Task instructions —
Each line below has to be output exactly, from first to last.

Information supplied —

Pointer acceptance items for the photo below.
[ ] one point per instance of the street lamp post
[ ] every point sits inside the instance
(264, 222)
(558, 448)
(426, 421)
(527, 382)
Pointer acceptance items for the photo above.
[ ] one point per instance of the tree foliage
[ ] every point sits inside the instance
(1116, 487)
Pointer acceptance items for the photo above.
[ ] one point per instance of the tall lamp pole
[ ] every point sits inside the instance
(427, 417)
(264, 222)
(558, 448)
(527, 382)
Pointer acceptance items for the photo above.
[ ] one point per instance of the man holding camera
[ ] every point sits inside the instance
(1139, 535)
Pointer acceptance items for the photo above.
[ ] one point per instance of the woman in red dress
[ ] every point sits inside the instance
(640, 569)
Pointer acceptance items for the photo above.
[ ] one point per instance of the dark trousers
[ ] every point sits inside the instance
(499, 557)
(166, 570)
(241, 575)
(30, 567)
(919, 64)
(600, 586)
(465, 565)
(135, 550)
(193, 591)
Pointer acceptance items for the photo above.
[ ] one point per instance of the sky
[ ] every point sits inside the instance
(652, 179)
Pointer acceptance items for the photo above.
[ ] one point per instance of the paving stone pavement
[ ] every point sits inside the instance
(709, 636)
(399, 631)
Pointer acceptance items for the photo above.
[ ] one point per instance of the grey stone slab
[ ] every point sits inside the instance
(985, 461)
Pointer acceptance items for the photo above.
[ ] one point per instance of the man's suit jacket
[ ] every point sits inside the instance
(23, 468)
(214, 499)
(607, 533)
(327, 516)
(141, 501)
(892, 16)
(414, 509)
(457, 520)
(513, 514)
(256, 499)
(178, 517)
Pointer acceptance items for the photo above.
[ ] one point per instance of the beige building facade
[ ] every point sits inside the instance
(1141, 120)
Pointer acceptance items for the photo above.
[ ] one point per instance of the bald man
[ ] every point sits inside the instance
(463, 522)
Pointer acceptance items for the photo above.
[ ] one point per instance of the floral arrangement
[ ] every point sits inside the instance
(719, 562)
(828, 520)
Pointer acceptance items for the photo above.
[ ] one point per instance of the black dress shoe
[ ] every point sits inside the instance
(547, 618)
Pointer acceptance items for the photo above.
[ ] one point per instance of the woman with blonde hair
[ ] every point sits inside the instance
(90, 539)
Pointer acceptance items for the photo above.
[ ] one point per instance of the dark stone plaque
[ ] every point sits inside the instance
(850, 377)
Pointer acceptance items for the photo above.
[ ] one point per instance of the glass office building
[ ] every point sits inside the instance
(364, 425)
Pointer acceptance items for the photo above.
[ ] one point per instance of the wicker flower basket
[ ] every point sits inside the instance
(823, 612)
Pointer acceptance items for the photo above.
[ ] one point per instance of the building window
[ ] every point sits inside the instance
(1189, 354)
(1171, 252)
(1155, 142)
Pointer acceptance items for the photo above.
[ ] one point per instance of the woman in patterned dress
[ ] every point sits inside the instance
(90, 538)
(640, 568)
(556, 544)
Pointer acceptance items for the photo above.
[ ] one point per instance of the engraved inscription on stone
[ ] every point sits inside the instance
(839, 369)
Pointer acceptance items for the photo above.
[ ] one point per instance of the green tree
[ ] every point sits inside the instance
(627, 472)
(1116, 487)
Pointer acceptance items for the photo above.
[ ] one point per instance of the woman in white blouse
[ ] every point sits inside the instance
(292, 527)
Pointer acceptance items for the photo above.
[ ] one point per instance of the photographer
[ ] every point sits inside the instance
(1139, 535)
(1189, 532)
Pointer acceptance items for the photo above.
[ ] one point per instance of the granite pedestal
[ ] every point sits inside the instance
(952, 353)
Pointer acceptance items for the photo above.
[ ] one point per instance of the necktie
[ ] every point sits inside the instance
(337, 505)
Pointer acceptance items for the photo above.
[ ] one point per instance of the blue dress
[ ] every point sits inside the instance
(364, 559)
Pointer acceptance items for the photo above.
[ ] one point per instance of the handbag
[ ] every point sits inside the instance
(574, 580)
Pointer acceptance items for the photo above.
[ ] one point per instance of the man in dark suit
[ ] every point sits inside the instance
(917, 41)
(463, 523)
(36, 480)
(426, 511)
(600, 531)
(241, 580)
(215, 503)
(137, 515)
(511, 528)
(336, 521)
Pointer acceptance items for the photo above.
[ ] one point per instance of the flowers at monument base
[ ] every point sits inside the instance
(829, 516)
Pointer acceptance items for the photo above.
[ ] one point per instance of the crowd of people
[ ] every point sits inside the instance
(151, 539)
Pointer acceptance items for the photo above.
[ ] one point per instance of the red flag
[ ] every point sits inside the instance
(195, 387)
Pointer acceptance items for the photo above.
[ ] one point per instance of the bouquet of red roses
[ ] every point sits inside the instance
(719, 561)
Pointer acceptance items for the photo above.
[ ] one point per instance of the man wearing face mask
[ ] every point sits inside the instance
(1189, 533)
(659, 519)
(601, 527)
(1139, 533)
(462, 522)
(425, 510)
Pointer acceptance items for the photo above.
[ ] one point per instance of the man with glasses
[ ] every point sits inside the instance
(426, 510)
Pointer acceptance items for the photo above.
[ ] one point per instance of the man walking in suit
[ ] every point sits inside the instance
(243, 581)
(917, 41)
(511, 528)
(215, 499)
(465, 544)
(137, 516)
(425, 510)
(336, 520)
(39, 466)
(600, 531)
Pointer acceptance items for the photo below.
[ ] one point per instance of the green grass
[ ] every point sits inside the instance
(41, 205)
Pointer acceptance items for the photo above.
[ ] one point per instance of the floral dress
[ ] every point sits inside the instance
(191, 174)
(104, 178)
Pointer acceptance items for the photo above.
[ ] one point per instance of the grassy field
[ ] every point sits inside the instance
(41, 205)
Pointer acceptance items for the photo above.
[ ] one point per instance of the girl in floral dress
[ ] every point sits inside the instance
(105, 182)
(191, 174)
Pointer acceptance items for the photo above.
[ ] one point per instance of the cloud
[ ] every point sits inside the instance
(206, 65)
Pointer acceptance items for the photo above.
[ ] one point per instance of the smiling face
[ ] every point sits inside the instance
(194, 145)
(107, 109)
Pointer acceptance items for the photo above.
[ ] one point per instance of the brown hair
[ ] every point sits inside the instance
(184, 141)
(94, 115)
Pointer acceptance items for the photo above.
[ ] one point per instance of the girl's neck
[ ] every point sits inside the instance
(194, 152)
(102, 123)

Solution for this task —
Pointer acceptance items for the photo below.
[ ] one point per instance of the street lamp post
[ ] every point sits inside the instance
(264, 222)
(558, 448)
(426, 421)
(527, 382)
Pointer acceptance items for the photo above.
[ ] one point per instance of the tree foliage
[ ] every point sits inside the instance
(1116, 487)
Pointer acceptance items for the photo above.
[ ] one point per instance of the tall lamp pole
[ ] every point sits inside the instance
(427, 417)
(264, 222)
(558, 448)
(527, 382)
Pointer acceptance items for the photo above.
[ ] one point per instance of the man holding camera
[ ] every point sits inside the instance
(1139, 535)
Pointer acceptance items for the photo above.
[ ] one point per instance of the woman in red dress
[ ] every point sits inside the instance
(640, 569)
Pointer acceptance items for the photo above.
[ ] one point per instance of the dark trousers
[ ] every point sits inside the instance
(499, 557)
(166, 570)
(241, 575)
(30, 567)
(919, 64)
(600, 586)
(465, 565)
(135, 550)
(193, 591)
Pointer acceptance items for the photo above.
[ ] one point per instance of the sky
[ ] every point sits inside the instance
(652, 179)
Pointer acceptance items for the photo above.
[ ] one point per instance of the paving stone pavement
[ ] every point sits inside the instance
(709, 636)
(399, 631)
Pointer acceptance items for the photo above.
[ ] one point per instance of the grey stone slab
[ ] every point sits inside the instance
(985, 461)
Pointer acceptance items for the photo above.
[ ] one point per instance of the man's suit jacket
[ ] every point sits inside the instance
(23, 468)
(214, 499)
(607, 533)
(327, 516)
(141, 501)
(892, 16)
(414, 509)
(457, 520)
(513, 514)
(256, 499)
(178, 517)
Pointer acceptance items for the photo above.
[ ] one point per instance of the beige building facade
[ ] every point sits inside the instance
(1141, 120)
Pointer acceptance items for the photo above.
[ ] one point per instance of the bald man
[ ] every point sits inside the instance
(463, 522)
Pointer acceptance items for the photo above.
[ ] one point per instance of the floral arrangement
[ ] every point sits inside the instance
(719, 562)
(828, 520)
Pointer acceptance items for the photo above.
[ ] one point per instance of the black dress shoe
[ ] every point sits inside the instance
(547, 618)
Pointer acceptance items for the photo above.
[ ] one point per instance of the woman with blonde hair
[ ] every point sits inside the instance
(90, 539)
Pointer acceptance items for the photo above.
[ ] one point per instance of the dark stone plaque
[ ] every point sits inside the instance
(850, 377)
Pointer acceptance items for the photo above.
[ ] one point per instance of the glass office building
[ ] every point sits inside the instance
(364, 425)
Pointer acceptance items for the photo above.
[ ] one point per instance of the wicker flower basket
[ ] every point sits inside the instance
(823, 612)
Pointer acceptance items for the photo above.
[ ] one point per instance of the building window
[ ] every point sits inside the instance
(1189, 354)
(1171, 252)
(1155, 142)
Pointer acceptance items for the photo above.
[ ] one point per instance of the woman in patterned dress
[ ] every point sits inside the instance
(90, 538)
(640, 568)
(556, 544)
Pointer acceptance items for the photo above.
[ ] one point per instance of the engraved inscription on stone
[ ] every point sits inside the instance
(839, 369)
Pointer acceptance items for the photo above.
[ ] one point per instance of the green tree
[ ] every point sits inside the instance
(627, 472)
(1116, 487)
Pointer acceptance items for the photo above.
[ ] one point per instance of the woman in white blouse
[ ] every point sits inside the instance
(292, 527)
Pointer acceptance items for the photo above.
[ ] one point per instance of the photographer
[ ] every point sits inside the instance
(1139, 535)
(1189, 532)
Pointer acceptance items for the photo above.
[ ] one point per instance of the granite pedestal
[ ] every point sits inside the instance
(952, 353)
Pointer acceptance items for the photo above.
[ ] one point per instance of the necktie
[ ] every point sits inside the instance
(337, 505)
Pointer acceptance items for the photo above.
[ ] one point per instance of the blue dress
[ ] every point sits inside the instance
(364, 559)
Pointer acceptance items for the photo above.
[ ] one point per instance of the handbag
[ ] every point sits inside the instance
(574, 580)
Pointer acceptance items for the photo above.
[ ] one point per instance of the man in dark suit
[ ] every point sits inside the instance
(917, 41)
(463, 523)
(36, 480)
(426, 511)
(600, 531)
(241, 580)
(215, 503)
(137, 515)
(511, 528)
(336, 521)
Pointer acceptance items for the photo above.
[ ] one point per instance of the flowers at monument base
[ ] every point sits inside the instance
(829, 516)
Pointer acceptance items for the photo above.
[ ] one point per instance of the crowd of people
[ ] every point sits inside the instance
(151, 539)
Pointer acceptance items for the photo above.
[ ] one point per instance of the red flag
[ ] every point sits inside the instance
(195, 387)
Pointer acceptance items for the photo above.
[ ] one point per instance of the bouquet of red roses
[ ] every point sits inside the instance
(719, 561)
Pointer acceptance items for the photo above.
[ ] one point per instance of the man wearing face mask
[ ] every point sits inside the instance
(1189, 533)
(659, 519)
(601, 527)
(1139, 533)
(462, 522)
(425, 510)
Pointer acceptance items for the photo above.
[ ] one point per instance of the man with glasses
[ ] every point sits inside the instance
(426, 510)
Pointer acceptance items for the photo above.
[ ] one point per instance of the man walking in suit
[ ] every point sits inside the instance
(243, 581)
(917, 41)
(511, 528)
(215, 499)
(465, 544)
(137, 516)
(425, 510)
(336, 520)
(39, 466)
(600, 531)
Pointer acceptance items for the photo below.
[ ] one point per instance of the green grass
[ ] every point sits inside the instance
(41, 205)
Pointer acceptance items for the photo above.
[ ] one point per instance of the floral dress
[ ] every point sits inside the instance
(191, 174)
(104, 178)
Pointer acceptance items for the photo above.
[ ] one point per instance of the grassy field
[ ] every point sits inside the instance
(41, 205)
Pointer acceptance items for the photo above.
[ ] one point per instance of the girl in floral dress
[ ] every point sits inside the instance
(105, 182)
(191, 174)
Pointer acceptance items for the photo above.
[ ] one point per instance of the cloud
[ ] every point sits inside the instance
(206, 65)
Pointer acceptance items for the photo above.
[ ] one point per instance of the smiling face
[ ] every point sits inside the instance
(194, 145)
(107, 109)
Pointer acceptance items for the photo above.
[ ] one point per instance of the brown hair
[ ] every point sits inside the instance
(184, 141)
(94, 115)
Pointer acceptance items for the photo above.
[ ] one point per instance of the girl's neck
[ ] every point sits inside the instance
(194, 152)
(102, 123)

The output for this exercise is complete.